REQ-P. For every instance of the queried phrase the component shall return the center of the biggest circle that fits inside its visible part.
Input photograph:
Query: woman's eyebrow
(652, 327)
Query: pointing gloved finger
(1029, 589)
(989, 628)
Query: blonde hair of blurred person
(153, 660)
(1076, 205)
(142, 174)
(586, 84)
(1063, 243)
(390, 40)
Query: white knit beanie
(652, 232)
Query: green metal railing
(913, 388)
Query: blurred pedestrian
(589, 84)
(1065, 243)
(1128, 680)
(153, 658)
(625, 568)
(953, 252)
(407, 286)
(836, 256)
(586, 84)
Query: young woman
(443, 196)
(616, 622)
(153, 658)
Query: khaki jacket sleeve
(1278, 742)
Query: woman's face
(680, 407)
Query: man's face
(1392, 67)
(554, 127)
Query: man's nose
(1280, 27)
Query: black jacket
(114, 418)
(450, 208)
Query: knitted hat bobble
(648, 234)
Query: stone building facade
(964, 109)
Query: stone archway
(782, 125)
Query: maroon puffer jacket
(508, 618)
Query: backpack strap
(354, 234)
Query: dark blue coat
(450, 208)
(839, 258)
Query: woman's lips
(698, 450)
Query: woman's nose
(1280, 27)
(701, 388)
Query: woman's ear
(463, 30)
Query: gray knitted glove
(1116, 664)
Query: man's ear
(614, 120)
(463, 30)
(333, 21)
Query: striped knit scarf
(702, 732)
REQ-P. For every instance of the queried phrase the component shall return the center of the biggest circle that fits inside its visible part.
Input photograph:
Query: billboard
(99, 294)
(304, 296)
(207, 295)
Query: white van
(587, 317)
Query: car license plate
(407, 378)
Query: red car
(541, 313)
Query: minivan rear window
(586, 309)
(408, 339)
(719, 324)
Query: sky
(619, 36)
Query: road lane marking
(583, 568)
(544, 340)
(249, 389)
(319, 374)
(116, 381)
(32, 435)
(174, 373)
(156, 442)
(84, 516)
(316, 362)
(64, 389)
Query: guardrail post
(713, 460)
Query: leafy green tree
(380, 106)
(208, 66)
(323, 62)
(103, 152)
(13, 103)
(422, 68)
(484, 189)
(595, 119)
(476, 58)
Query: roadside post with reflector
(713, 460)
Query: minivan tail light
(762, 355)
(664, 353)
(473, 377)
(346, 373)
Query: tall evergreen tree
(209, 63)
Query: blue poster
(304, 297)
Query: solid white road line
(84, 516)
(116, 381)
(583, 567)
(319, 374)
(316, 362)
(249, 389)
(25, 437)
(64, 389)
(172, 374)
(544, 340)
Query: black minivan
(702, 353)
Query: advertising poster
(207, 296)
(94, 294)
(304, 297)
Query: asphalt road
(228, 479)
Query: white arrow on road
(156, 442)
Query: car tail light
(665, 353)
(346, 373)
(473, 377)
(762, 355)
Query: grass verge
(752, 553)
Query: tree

» **Problem details**
Since the material above must be kept intact, output it exactly as it is.

» **Response box**
REQ-P. For every instance of the queried phrase the component shall return the center of the biggest circle that fits inside its visible part.
Input photograph:
Query: woman's eyebrow
(652, 327)
Query: pointing gloved finger
(1029, 589)
(989, 628)
Query: blonde hair of blurred person
(153, 660)
(1076, 205)
(142, 174)
(586, 84)
(1063, 243)
(390, 40)
Query: white knit beanie
(652, 232)
Query: green metal railing
(913, 388)
Query: blurred pedestrian
(589, 84)
(1065, 243)
(1128, 680)
(153, 658)
(625, 568)
(953, 252)
(407, 286)
(836, 256)
(586, 84)
Query: young woman
(443, 196)
(616, 622)
(153, 658)
Query: khaki jacket sleeve
(1278, 742)
Query: woman's face
(680, 407)
Query: man's face
(1392, 67)
(554, 127)
Query: man's nose
(1280, 27)
Query: black jacket
(114, 418)
(450, 208)
Query: knitted hat bobble
(648, 234)
Query: stone building facade
(964, 109)
Query: stone archway
(782, 125)
Query: maroon puffer jacket
(508, 618)
Query: backpack strap
(354, 234)
Query: dark blue coat
(450, 208)
(839, 258)
Query: woman's lips
(698, 450)
Query: woman's nose
(1280, 27)
(701, 388)
Query: woman's ear
(463, 30)
Query: gray knitted glove
(1116, 664)
Query: man's ear
(614, 120)
(463, 30)
(333, 21)
Query: striped knit scarf
(702, 732)
REQ-P. For every instance of the queried phrase the component shall return the center of the biggest circle that fits inside its visible part.
Input photograph:
Query: billboard
(99, 294)
(304, 296)
(207, 295)
Query: white van
(587, 317)
Query: car license plate
(407, 378)
Query: red car
(541, 313)
Query: minivan rear window
(586, 309)
(408, 339)
(719, 324)
Query: sky
(619, 36)
Query: road lane marking
(583, 568)
(544, 340)
(249, 389)
(319, 374)
(116, 381)
(32, 435)
(174, 373)
(156, 442)
(84, 516)
(316, 362)
(64, 389)
Query: guardrail post
(713, 460)
Query: leafy green tree
(380, 106)
(208, 66)
(323, 62)
(103, 152)
(13, 103)
(422, 68)
(484, 189)
(595, 119)
(476, 58)
Query: roadside post with reflector
(713, 460)
Query: minivan tail light
(762, 355)
(664, 353)
(473, 377)
(346, 373)
Query: tall evergreen tree
(209, 63)
Query: blue poster
(304, 297)
Query: solid white road line
(84, 516)
(116, 381)
(583, 567)
(319, 374)
(316, 362)
(249, 389)
(25, 437)
(64, 389)
(172, 374)
(544, 340)
Query: black minivan
(702, 353)
Query: advertising poster
(207, 296)
(94, 294)
(304, 297)
Query: asphalt road
(228, 479)
Query: white arrow on road
(156, 442)
Query: car tail light
(665, 353)
(346, 373)
(473, 377)
(762, 355)
Query: grass verge
(752, 553)
Query: tree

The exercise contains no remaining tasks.